[START Page text]
Here at Mackenzie, we take great pride in our sports teams. Since winter has come to an end, our school's attention has shifted to the basketball team. They'll be competing for the best team in our region as they hope to make provincials.

In MCPT, we like to analyze other schools and assign power levels to each high school basketball team in our region, including ourselves. There is an upcoming single elimination round robin tournament where ~2^N~ teams will be competing.

A simple single elimination round robin tournament consists of an even number of teams in which each team competes in a series of rounds to determine the winner. The first round consists of the ~\frac{\text{number of teams}}{2}~ matches. The second round consists of the winners of those matches facing off against each other. This continues until there is one team left, who is declared the winner. Note that for this problem, the number of teams will always be a power of ~2~. The teams will be listed in their round robin order as shown above.
[END Page text]
[START Task material]
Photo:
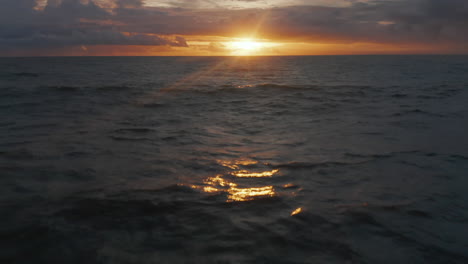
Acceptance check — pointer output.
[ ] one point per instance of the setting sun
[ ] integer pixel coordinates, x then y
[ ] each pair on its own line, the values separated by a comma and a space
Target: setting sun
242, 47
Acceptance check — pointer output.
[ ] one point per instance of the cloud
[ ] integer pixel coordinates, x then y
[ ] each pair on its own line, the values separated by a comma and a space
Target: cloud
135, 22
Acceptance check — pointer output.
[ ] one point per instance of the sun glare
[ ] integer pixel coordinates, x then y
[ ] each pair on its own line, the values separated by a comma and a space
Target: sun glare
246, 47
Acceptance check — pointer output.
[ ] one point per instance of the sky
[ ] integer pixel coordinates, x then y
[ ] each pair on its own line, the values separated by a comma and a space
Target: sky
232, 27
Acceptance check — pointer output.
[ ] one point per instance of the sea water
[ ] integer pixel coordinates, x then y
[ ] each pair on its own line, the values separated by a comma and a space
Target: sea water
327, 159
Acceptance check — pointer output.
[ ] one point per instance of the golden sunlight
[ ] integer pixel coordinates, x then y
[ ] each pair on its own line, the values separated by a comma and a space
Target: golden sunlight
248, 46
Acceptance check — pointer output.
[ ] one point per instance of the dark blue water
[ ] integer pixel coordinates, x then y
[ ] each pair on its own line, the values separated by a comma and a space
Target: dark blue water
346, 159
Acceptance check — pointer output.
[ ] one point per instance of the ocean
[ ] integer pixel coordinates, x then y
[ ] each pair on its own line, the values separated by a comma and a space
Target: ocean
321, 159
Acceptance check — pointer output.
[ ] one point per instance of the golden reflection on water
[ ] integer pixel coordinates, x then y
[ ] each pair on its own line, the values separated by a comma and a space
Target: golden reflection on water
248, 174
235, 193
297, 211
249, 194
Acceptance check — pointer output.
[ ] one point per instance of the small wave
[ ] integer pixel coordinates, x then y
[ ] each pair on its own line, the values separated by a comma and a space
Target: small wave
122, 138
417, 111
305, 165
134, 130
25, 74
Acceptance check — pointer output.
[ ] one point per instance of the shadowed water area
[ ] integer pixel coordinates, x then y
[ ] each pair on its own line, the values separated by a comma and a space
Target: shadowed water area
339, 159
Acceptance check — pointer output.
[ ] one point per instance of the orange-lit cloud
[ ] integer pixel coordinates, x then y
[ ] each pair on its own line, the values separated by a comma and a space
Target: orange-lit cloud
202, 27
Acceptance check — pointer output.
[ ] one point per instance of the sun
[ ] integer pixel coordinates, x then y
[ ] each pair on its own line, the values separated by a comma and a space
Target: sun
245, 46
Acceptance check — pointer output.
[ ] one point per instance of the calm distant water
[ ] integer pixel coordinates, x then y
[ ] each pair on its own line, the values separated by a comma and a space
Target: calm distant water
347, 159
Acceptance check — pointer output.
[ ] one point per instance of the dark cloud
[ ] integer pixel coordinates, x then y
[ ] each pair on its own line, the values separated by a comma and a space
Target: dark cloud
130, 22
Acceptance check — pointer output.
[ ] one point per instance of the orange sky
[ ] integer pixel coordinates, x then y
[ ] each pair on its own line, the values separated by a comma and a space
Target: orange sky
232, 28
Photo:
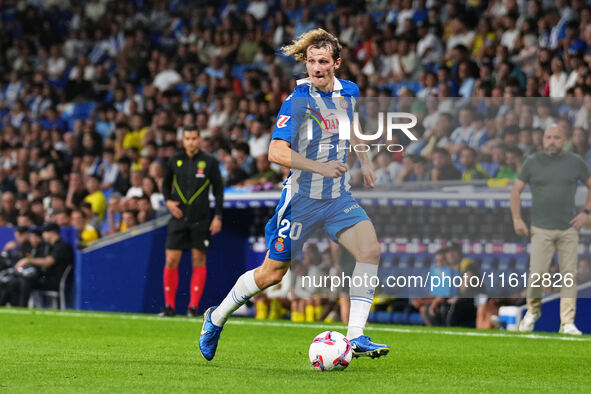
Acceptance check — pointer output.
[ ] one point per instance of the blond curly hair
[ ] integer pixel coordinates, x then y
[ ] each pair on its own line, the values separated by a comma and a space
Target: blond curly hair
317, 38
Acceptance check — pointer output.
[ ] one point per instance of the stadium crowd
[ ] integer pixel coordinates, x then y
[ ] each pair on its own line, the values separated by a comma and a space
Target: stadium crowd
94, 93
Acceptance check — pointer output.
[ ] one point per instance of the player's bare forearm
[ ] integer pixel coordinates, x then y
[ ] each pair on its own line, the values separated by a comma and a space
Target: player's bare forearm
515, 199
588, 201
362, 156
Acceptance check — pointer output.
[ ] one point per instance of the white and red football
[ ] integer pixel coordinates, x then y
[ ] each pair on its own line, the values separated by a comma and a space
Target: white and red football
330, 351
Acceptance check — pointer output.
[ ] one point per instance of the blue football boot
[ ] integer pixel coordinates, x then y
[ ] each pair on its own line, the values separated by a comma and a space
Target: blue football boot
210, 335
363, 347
[END Task material]
=== Given problem 1 ===
Answer these from the tournament page:
(a) Which team has the school's attention now that winter has ended?
(b) What does MCPT assign to each high school basketball team in its region?
(c) For this problem, what will the number of teams always be?
=== Given problem 2 ===
Return each line of the listing that contains the string "orange", matching case exactly.
The tournament page and the listing were taken from unrelated sources.

=== Complete output 1 ===
(a) The basketball team.
(b) Power levels.
(c) A power of 2.

=== Complete output 2 ===
[ ] one point per instance of the orange-lit cloud
Target: orange-lit cloud
[ ] one point per instance of the orange sky
Target: orange sky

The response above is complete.